◆ Brano selezionato ◆

====

Non paradossalmente, tutti sono d’accordo a dire che “bisogna combattere l’evasione fiscale” –farlo, è notoriamente tutt’altra cosa – mentre la patrimoniale risulta normalmente più “divisiva”, spesso definendo il campo della destra autentica e quello della presunta “sinistra”.
Non ci dilungheremo qui sulla lotta all’evasione, che richiede la capacità di ricoprire un ruolo di governo con intento e determinazione rivoluzionari. E ragioniamo invece sulle facce nascoste della “patrimoniale”.
Lo facciamo facendoci aiutare – come spesso ci capita – da Guido Salerno Aletta, che ha prodotto l’editoriale di Milano Finanza che qui sotto riproponiamo.
La prima operazione da fare è relativamente semplice: cos’è una patrimoniale? E’ qualunque tipo di tassa calcolata, invece che sul reddito, sul patrimonio del contribuente. Salario, pensione, sussidi, ecc, sono redditi; depositi bancari, investimenti finanziari, immobili, terreni, ecc, sonopatrimonio.

====

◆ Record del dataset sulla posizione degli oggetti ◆
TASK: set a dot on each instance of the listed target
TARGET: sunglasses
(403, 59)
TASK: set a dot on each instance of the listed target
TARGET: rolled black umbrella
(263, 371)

====

◆ Esercizio assegnato A ◆
Cita dal brano sulla patrimoniale il passo compreso tra "Non ci dilungheremo" e "terreni, ecc, sonopatrimonio.", estremi inclusi.
◆ Esercizio assegnato B ◆
Stampa tutti i record sulla posizione degli oggetti, riga per riga, senza alcuna modifica.

◆ Risposta scritta A ◆
Non ci dilungheremo qui sulla lotta all’evasione, che richiede la capacità di ricoprire un ruolo di governo con intento e determinazione rivoluzionari. E ragioniamo invece sulle facce nascoste della “patrimoniale”.
Lo facciamo facendoci aiutare – come spesso ci capita – da Guido Salerno Aletta, che ha prodotto l’editoriale di Milano Finanza che qui sotto riproponiamo.
La prima operazione da fare è relativamente semplice: cos’è una patrimoniale? E’ qualunque tipo di tassa calcolata, invece che sul reddito, sul patrimonio del contribuente. Salario, pensione, sussidi, ecc, sono redditi; depositi bancari, investimenti finanziari, immobili, terreni, ecc, sonopatrimonio.

◆ Risposta scritta B ◆
TASK: set a dot on each instance of the listed target
TARGET: sunglasses
(403, 59)
TASK: set a dot on each instance of the listed target
TARGET: rolled black umbrella
(263, 371)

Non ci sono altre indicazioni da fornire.